-------- Trecho escolhido --------

Dizer que estou no meu
inferno astral é um modo esotérico de dizer que logo será meu aniversário. É
compactuar, mesmo que provisoriamente, com uma simbologia de renascimentos
cíclicos. É estabelecer nesta linguagem mística que estou num período de
reavaliação e autorreflexão intensa.
É afirmar, enfim, que a
fossa é grande e o humor é de cão.
Nesse contexto infernal
de dúvidas, veio-me à mente que talvez eu esteja vivendo de passado; e tão
logo tal expressão surgiu entre os meus olhos me pareceu algo muito estranho de
se dizer: viver no passado.
Afinal, enquanto
estamos vivos, estamos. Presente. A cada segundo, a cada respiração, a cada fluxo
de sangue bombeado, a cada pensamento, a cada sensação. Presente. Estamos
sempre presentes em nós e a vida é um presente constante – como muitos livros de
autoajuda já repetiram infindáveis vezes.
Sendo assim – pois tudo
em que consiste nosso passado passou por nós; atravessou-nos; e agora é parte
de nós – a ideia de viver no passado parece paradoxal.
É quase como a noção de
tempo-espaço ou a teoria da relatividade, segundo a qual para dois observadores,
um em repouso e outro em movimento, o mundo não é o mesmo. Melhor seria dizer
que a percepção do mundo não é idêntica: enquanto para o que está em repouso o
tempo é apenas um ponto de referência de quando algo acontece, juntamente com o
local em que acontece; para o que está em movimento há uma mistura, uma
amálgama de tempo e espaço.
Se o universo se
expande, o tempo, ou a percepção de algo que denominamos assim, está relacionado
ao movimento de criação de espaço.
E estamos sempre em
movimento em nós. Eu ao menos estou. Em rebuliços mentais constantes. Reconstruindo
pensamentos passados e reelaborando-os; reexperimentando sensações mentalmente.
Eis o meu dilema.
Poderia exprimi-lo a
partir de um fato mais palpável (e ligeiramente mais dramático do que conceitos
de física) com o exemplo do tubarão, que morre se parar de nadar, pois seus
movimentos na água são o que lhe possibilitam a respiração e consequente existência.
Só não tenho ainda um desenlace
para a analogia. Não sei se é o constante ruminar que me paralisa ou se é a
falta de uma rota definida para a minha vida que me sufoca. Detalhes.

-------- Material fornecido --------

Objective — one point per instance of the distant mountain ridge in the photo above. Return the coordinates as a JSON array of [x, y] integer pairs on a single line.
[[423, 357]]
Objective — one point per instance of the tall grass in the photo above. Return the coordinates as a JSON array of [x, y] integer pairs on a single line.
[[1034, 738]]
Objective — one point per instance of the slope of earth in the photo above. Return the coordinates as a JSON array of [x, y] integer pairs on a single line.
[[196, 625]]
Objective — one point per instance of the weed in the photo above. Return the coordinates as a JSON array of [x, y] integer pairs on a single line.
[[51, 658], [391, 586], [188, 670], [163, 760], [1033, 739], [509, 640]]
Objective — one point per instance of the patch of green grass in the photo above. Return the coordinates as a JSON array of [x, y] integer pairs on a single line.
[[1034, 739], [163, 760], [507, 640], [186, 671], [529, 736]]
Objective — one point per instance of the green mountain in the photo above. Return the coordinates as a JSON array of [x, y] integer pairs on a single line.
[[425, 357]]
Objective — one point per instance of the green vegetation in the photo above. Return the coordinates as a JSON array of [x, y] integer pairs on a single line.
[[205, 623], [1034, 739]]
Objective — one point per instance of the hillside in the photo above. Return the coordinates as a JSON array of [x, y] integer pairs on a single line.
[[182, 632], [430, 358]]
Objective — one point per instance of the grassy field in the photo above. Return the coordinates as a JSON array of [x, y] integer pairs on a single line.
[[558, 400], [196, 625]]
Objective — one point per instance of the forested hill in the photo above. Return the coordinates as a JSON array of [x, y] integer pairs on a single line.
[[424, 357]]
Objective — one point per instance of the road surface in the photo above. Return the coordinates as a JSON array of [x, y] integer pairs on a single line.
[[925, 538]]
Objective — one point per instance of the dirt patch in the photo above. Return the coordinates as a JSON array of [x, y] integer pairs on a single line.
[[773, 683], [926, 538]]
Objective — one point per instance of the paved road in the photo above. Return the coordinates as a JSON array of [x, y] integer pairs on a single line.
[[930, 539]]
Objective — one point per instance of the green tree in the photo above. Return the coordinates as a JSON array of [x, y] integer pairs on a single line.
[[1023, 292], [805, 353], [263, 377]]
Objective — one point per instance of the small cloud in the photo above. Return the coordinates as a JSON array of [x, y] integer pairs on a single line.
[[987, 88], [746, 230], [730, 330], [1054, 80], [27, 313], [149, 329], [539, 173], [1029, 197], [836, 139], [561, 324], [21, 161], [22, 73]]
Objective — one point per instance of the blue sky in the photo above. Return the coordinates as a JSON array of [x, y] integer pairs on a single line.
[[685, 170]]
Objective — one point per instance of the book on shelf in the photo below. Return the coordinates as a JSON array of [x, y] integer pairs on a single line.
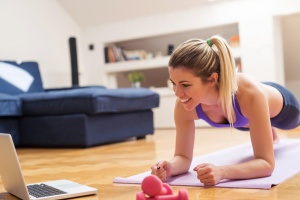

--------
-------- Material fornecido --------

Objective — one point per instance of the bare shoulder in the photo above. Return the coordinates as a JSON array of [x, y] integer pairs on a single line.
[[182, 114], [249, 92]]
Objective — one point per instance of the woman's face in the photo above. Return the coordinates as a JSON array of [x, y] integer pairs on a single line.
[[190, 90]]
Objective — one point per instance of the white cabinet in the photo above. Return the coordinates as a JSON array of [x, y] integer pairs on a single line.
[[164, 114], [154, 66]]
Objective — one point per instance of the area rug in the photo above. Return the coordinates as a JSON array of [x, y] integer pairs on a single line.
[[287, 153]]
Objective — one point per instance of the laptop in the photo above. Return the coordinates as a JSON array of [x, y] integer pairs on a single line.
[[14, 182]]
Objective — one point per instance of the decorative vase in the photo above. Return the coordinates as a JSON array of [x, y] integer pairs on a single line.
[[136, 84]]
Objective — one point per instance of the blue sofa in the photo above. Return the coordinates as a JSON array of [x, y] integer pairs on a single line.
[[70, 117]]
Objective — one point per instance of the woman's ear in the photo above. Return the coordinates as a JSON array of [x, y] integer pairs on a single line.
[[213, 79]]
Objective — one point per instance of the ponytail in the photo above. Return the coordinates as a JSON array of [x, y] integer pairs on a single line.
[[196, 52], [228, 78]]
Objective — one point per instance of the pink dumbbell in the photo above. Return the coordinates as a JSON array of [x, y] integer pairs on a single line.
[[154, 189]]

--------
-------- Material fornecido --------

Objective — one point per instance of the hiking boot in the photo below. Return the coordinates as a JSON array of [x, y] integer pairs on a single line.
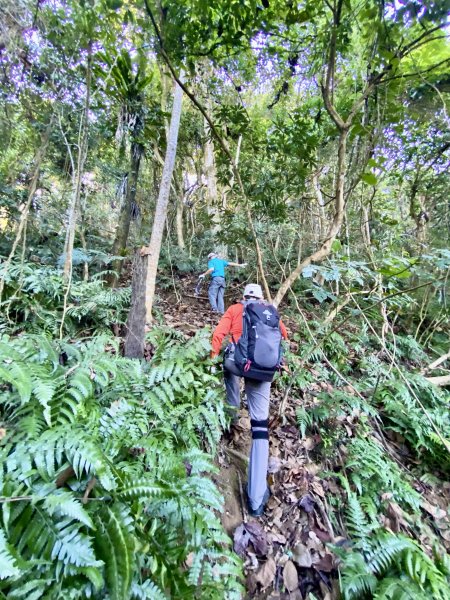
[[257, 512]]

--------

- Tarefas a fazer
(a) Reproduza do trecho sobre o inferno astral tudo o que vai de "É afirmar, enfim, que" até "passado parece paradoxal.".
(b) Responda com base no trecho sobre o inferno astral:
(i) Dizer que se está no inferno astral é um modo esotérico de dizer o quê?
(ii) Que teoria da física é citada no trecho?
(iii) Que animal morre se parar de nadar?
Para responder, baseie-se só no trecho escolhido.

- Respostas
(a)
É afirmar, enfim, que a
fossa é grande e o humor é de cão.
Nesse contexto infernal
de dúvidas, veio-me à mente que talvez eu esteja vivendo de passado; e tão
logo tal expressão surgiu entre os meus olhos me pareceu algo muito estranho de
se dizer: viver no passado.
Afinal, enquanto
estamos vivos, estamos. Presente. A cada segundo, a cada respiração, a cada fluxo
de sangue bombeado, a cada pensamento, a cada sensação. Presente. Estamos
sempre presentes em nós e a vida é um presente constante – como muitos livros de
autoajuda já repetiram infindáveis vezes.
Sendo assim – pois tudo
em que consiste nosso passado passou por nós; atravessou-nos; e agora é parte
de nós – a ideia de viver no passado parece paradoxal.

(b)
(i) Que logo será o aniversário de quem escreve.
(ii) A teoria da relatividade.
(iii) O tubarão.